>>>>>
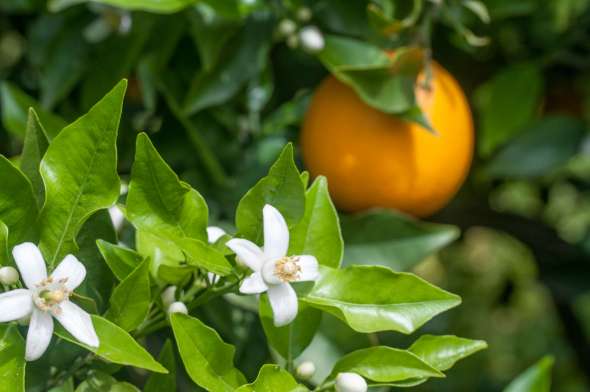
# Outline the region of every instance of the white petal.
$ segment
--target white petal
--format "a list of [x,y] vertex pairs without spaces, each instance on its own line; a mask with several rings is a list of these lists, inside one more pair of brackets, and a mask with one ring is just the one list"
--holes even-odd
[[241,238],[234,238],[225,244],[250,268],[259,271],[264,263],[264,253],[255,243]]
[[26,289],[0,294],[0,323],[28,316],[33,311],[33,297]]
[[264,254],[269,259],[280,259],[289,249],[289,228],[285,219],[273,206],[262,209],[264,218]]
[[45,260],[43,260],[43,255],[37,245],[24,242],[12,249],[12,255],[23,282],[28,288],[34,288],[36,284],[47,278]]
[[304,282],[308,280],[317,280],[320,276],[320,271],[318,269],[318,260],[314,256],[297,256],[299,260],[297,264],[301,267],[301,272],[299,273],[299,278],[297,282]]
[[289,283],[268,287],[268,299],[272,307],[275,327],[283,327],[297,317],[297,294]]
[[62,302],[59,307],[61,312],[55,315],[57,321],[80,342],[90,347],[98,347],[98,336],[90,315],[70,301]]
[[207,272],[207,280],[210,284],[217,284],[217,282],[219,282],[219,278],[221,278],[221,276],[215,275],[213,272]]
[[248,276],[240,285],[240,293],[243,294],[260,294],[264,293],[268,289],[264,280],[262,280],[262,274],[260,272],[254,272]]
[[109,215],[111,216],[111,222],[113,222],[115,231],[121,231],[123,223],[125,223],[125,215],[121,211],[121,208],[117,205],[109,207]]
[[27,346],[25,359],[35,361],[43,355],[53,335],[53,319],[47,312],[38,309],[33,311],[29,332],[27,332]]
[[221,227],[217,227],[217,226],[207,227],[207,241],[209,241],[210,244],[217,242],[217,240],[220,239],[221,237],[223,237],[224,235],[225,235],[225,230],[223,230]]
[[51,277],[54,280],[66,279],[66,288],[73,291],[84,281],[86,267],[75,256],[67,255],[53,270]]

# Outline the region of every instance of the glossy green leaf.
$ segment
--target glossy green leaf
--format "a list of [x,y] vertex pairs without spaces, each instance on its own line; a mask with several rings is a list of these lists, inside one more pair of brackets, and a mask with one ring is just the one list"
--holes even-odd
[[409,270],[453,242],[459,230],[421,222],[390,210],[341,217],[346,264],[379,264]]
[[21,138],[25,136],[27,129],[29,108],[37,112],[50,139],[66,126],[63,119],[44,110],[33,98],[8,82],[0,87],[0,103],[4,128]]
[[510,383],[504,392],[549,392],[553,357],[543,357]]
[[346,322],[358,332],[412,333],[432,317],[461,303],[425,280],[381,266],[321,268],[303,301]]
[[413,353],[385,346],[365,348],[345,355],[336,363],[328,380],[336,378],[341,372],[360,374],[371,384],[444,377],[444,374]]
[[96,245],[105,262],[120,281],[125,279],[143,261],[143,256],[120,245],[98,240]]
[[503,68],[476,92],[479,151],[490,155],[533,119],[543,94],[543,76],[535,64]]
[[289,254],[314,255],[328,267],[339,267],[343,252],[338,213],[328,193],[328,181],[318,177],[305,194],[305,213],[291,230]]
[[41,178],[40,166],[41,159],[49,147],[47,132],[39,121],[34,109],[29,109],[27,119],[27,130],[25,132],[25,141],[23,152],[20,158],[20,169],[27,176],[33,186],[33,193],[37,198],[39,208],[45,202],[45,187]]
[[488,347],[483,340],[471,340],[457,336],[422,335],[408,351],[422,358],[435,369],[445,371],[452,368],[457,361]]
[[0,155],[0,221],[8,227],[8,247],[20,242],[33,227],[39,210],[31,182]]
[[495,178],[542,176],[576,155],[585,136],[586,125],[579,119],[544,117],[501,148],[486,173]]
[[244,384],[244,375],[234,367],[235,348],[200,320],[173,314],[170,317],[176,345],[190,378],[210,391],[233,392]]
[[168,369],[168,374],[154,373],[148,378],[143,392],[176,391],[176,357],[170,340],[166,340],[158,360]]
[[268,343],[285,359],[301,355],[313,340],[322,319],[318,309],[300,302],[295,320],[284,327],[275,327],[267,295],[260,296],[259,314]]
[[60,338],[84,347],[107,361],[120,365],[135,366],[156,373],[168,373],[166,368],[160,365],[124,329],[97,315],[92,315],[92,323],[100,339],[98,348],[92,348],[78,342],[61,326],[56,325],[55,333]]
[[49,10],[58,12],[75,4],[98,3],[132,11],[169,14],[182,10],[199,0],[50,0]]
[[126,81],[52,141],[41,161],[46,201],[39,247],[53,265],[76,250],[75,237],[93,212],[119,196],[117,131]]
[[172,241],[158,237],[149,231],[136,231],[135,246],[139,254],[149,257],[150,272],[154,278],[158,277],[160,266],[178,267],[185,259],[185,254]]
[[289,226],[297,223],[305,212],[305,190],[293,160],[293,145],[281,152],[262,178],[240,200],[236,210],[236,227],[244,237],[262,241],[262,209],[270,204],[278,209]]
[[115,288],[105,317],[124,330],[132,331],[147,317],[150,300],[150,271],[146,260]]
[[418,50],[399,48],[389,55],[356,39],[333,35],[325,39],[319,59],[367,104],[386,113],[403,113],[415,107],[414,84],[422,66]]
[[0,392],[25,391],[25,342],[14,325],[0,325]]
[[298,392],[309,391],[278,365],[263,365],[253,383],[242,385],[236,392]]
[[139,388],[128,382],[117,381],[108,374],[92,372],[82,381],[75,392],[140,392]]
[[189,265],[205,268],[221,276],[231,272],[231,264],[225,255],[210,244],[192,238],[178,239],[176,243],[186,254]]
[[0,221],[0,266],[10,264],[10,248],[8,247],[8,227]]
<<<<<
**Exercise prompt:** All the data above is to be transcribed exactly, with no pictures included.

**Reply to the exercise:**
# Outline the region of every instance of the white petal.
$ segment
--target white petal
--format "a list of [x,y] vertex pairs without spaces, each instance on its own line; a mask with several rings is a list of these lists, inside one more pair of brackets, and a mask with one ring is just the one list"
--holes even-odd
[[241,238],[234,238],[225,244],[250,268],[259,271],[264,263],[264,253],[255,243]]
[[26,289],[0,294],[0,323],[28,316],[33,311],[33,297]]
[[264,254],[269,259],[280,259],[289,249],[289,228],[285,219],[273,206],[262,209],[264,218]]
[[45,260],[43,260],[43,255],[37,245],[24,242],[12,249],[12,255],[23,282],[28,288],[34,288],[36,284],[47,278]]
[[304,282],[308,280],[317,280],[320,276],[320,271],[318,269],[318,260],[314,256],[297,256],[299,260],[297,264],[301,267],[301,272],[299,273],[299,278],[297,282]]
[[289,283],[268,287],[268,299],[272,307],[275,327],[283,327],[297,317],[297,294]]
[[62,302],[59,307],[61,312],[55,315],[57,321],[80,342],[90,347],[98,347],[98,336],[90,315],[70,301]]
[[207,272],[207,280],[210,284],[217,284],[217,282],[219,282],[219,278],[221,278],[221,276],[215,275],[213,272]]
[[248,276],[240,285],[240,293],[243,294],[260,294],[264,293],[268,289],[264,280],[262,280],[262,274],[260,272],[254,272]]
[[109,215],[111,216],[111,222],[113,222],[115,231],[121,231],[123,223],[125,223],[125,215],[121,211],[121,208],[117,205],[109,207]]
[[27,346],[25,359],[35,361],[43,355],[53,335],[53,319],[47,312],[38,309],[33,311],[29,332],[27,332]]
[[221,227],[217,227],[217,226],[207,227],[207,241],[209,241],[210,244],[217,242],[217,240],[220,239],[221,237],[223,237],[224,235],[225,235],[225,230],[223,230]]
[[51,277],[54,280],[66,279],[66,288],[73,291],[84,281],[86,267],[75,256],[67,255],[53,270]]

# Outline the region of every instance of the glossy green leaf.
$ segment
--target glossy green leaf
--format "a list of [x,y] vertex pairs without spaces, each instance on its own line; a mask with several rings is a list of these lists, inside one more pair of brackets, and a mask with one ring is just the one list"
--holes even-odd
[[409,270],[453,242],[459,230],[421,222],[390,210],[341,217],[346,264],[379,264]]
[[21,138],[25,136],[27,129],[29,108],[37,112],[50,139],[66,126],[63,119],[44,110],[33,98],[8,82],[0,87],[0,103],[4,128]]
[[510,383],[504,392],[549,392],[553,357],[543,357]]
[[346,322],[358,332],[412,333],[432,317],[461,303],[425,280],[381,266],[321,268],[303,301]]
[[413,353],[385,346],[365,348],[345,355],[336,363],[328,380],[336,378],[341,372],[360,374],[371,384],[444,377],[444,374]]
[[96,245],[105,262],[120,281],[125,279],[143,261],[143,256],[120,245],[98,240]]
[[503,68],[476,92],[479,151],[490,155],[533,119],[543,94],[543,76],[535,64]]
[[289,254],[314,255],[328,267],[339,267],[343,252],[338,213],[328,193],[328,181],[318,177],[305,194],[305,213],[291,230]]
[[41,178],[40,166],[41,159],[49,147],[47,132],[39,121],[34,109],[29,109],[27,119],[27,130],[25,132],[25,141],[23,152],[20,158],[20,169],[27,176],[33,186],[33,193],[37,198],[39,208],[45,202],[45,187]]
[[488,347],[483,340],[471,340],[457,336],[422,335],[408,351],[422,358],[435,369],[445,371],[452,368],[457,361]]
[[0,155],[0,221],[8,227],[8,247],[20,242],[33,227],[39,210],[31,182]]
[[495,178],[542,176],[576,155],[585,136],[586,125],[579,119],[544,117],[501,148],[486,173]]
[[244,384],[244,375],[234,367],[235,348],[200,320],[173,314],[170,317],[176,345],[190,378],[210,391],[233,392]]
[[168,369],[168,374],[154,373],[148,378],[143,392],[176,391],[176,357],[170,340],[166,340],[158,360]]
[[268,343],[285,359],[301,355],[313,340],[322,319],[318,309],[300,302],[295,320],[284,327],[275,327],[267,295],[260,296],[259,314]]
[[60,338],[84,347],[107,361],[120,365],[135,366],[156,373],[168,373],[166,368],[160,365],[124,329],[97,315],[92,315],[92,323],[100,339],[98,348],[92,348],[78,342],[61,326],[56,325],[55,333]]
[[49,10],[58,12],[75,4],[98,3],[132,11],[169,14],[182,10],[199,0],[50,0]]
[[126,81],[52,141],[41,161],[46,201],[39,247],[53,265],[76,250],[75,237],[93,212],[119,196],[117,131]]
[[172,241],[158,237],[149,231],[136,231],[135,246],[139,254],[149,257],[150,272],[154,278],[158,277],[160,266],[178,267],[185,259],[185,254]]
[[289,226],[297,223],[305,212],[305,190],[293,160],[293,145],[281,152],[262,178],[240,200],[236,210],[236,227],[244,237],[262,241],[262,209],[270,204],[278,209]]
[[115,288],[105,317],[124,330],[132,331],[147,317],[150,300],[150,271],[146,260]]
[[418,50],[399,48],[389,55],[356,39],[333,35],[325,39],[319,59],[367,104],[386,113],[403,113],[415,107],[414,84],[422,66]]
[[0,392],[25,391],[25,342],[14,325],[0,325]]
[[298,392],[309,391],[278,365],[263,365],[253,383],[242,385],[236,392]]
[[139,388],[128,382],[117,381],[108,374],[92,372],[82,381],[75,392],[140,392]]
[[189,265],[205,268],[221,276],[231,272],[231,264],[225,255],[210,244],[192,238],[178,239],[176,243],[186,254]]
[[0,221],[0,266],[10,264],[10,248],[8,247],[8,227]]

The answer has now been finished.